### EXERCISE TASK:
Reproduce verbatim the passage of the post on friendship between "There’s friends and" and "the very least.", inclusive.

Begin TEXT BLOCK

Don’t befriend me. I’m not good at the whole friendship thing.

There’s friends and then there’s ‘Facebook Friends’, i.e. people you once knew but will never see again, yet you remain interested in gawping at the wedding dress they have chosen , their Great Aunty’s third cousin’s ex husband’s holiday photos, or their weekly mirror selfie demonstrating how their weight loss journey is going, or what their third boyfriend in six weeks looks like, or how perfect their brand new high gloss white kitchen looks (they’ve got no children, obvs). They are the friends that never forget your birthday, but they only ever speak to you (aka type) on your birthday. They don’t speak to you on any other of the 364 days of the year, but you get a happy birthday from them at the very least.

I have a group of amazing friends. One bestest best friend, a couple of really squeally good friends and a number of friends that I’ve met in various circles that I see every so often. I know that I could call on them at any given time and they would be there for me, without question. They bring so much to my life and by God have I needed them in recent years. Since having Little Miss though and going back to work from maternity leave, I feel like I don’t really deserve the title of ‘friend’ in return. I am fast fading in to the Facebook realm of no return. I am going to be one of them. I am going to end up a Facebook friend. A Facebook friend to someone I genuinely love and care for. They’ll have a neb at my photos every so often and nothing going on in my life will be of any interest to them. Nor will they need me. Because they’ll have real life friends for that.

Is it because I’m a horrible person? I don’t think so. Is it because I don’t want to be their friend? Hell no, I love the very bones of each of them. Is it because I don’t care? Absolutely not. In fact, I think about them more so now than ever before. So why? Why am I paling into insignificance in the friendship stakes? Because I’m just not good at it anymore.

End TEXT BLOCK
Begin INFORMATION SUPPLIED

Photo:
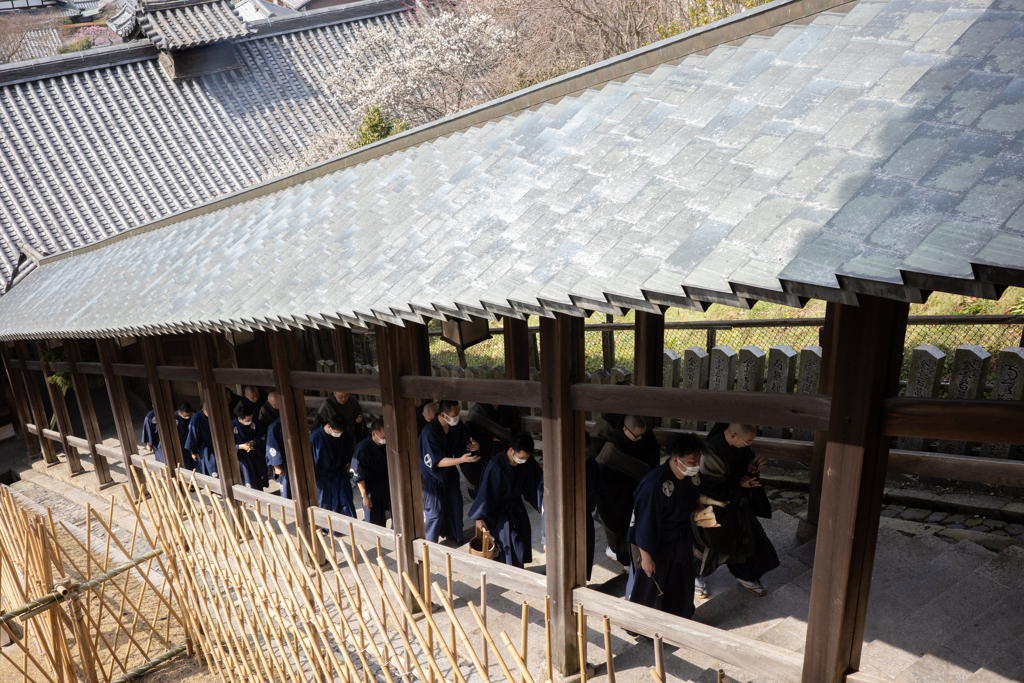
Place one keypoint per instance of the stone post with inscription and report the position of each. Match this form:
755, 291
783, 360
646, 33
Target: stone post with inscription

End INFORMATION SUPPLIED

### TASK RESPONSE:
There’s friends and then there’s ‘Facebook Friends’, i.e. people you once knew but will never see again, yet you remain interested in gawping at the wedding dress they have chosen , their Great Aunty’s third cousin’s ex husband’s holiday photos, or their weekly mirror selfie demonstrating how their weight loss journey is going, or what their third boyfriend in six weeks looks like, or how perfect their brand new high gloss white kitchen looks (they’ve got no children, obvs). They are the friends that never forget your birthday, but they only ever speak to you (aka type) on your birthday. They don’t speak to you on any other of the 364 days of the year, but you get a happy birthday from them at the very least.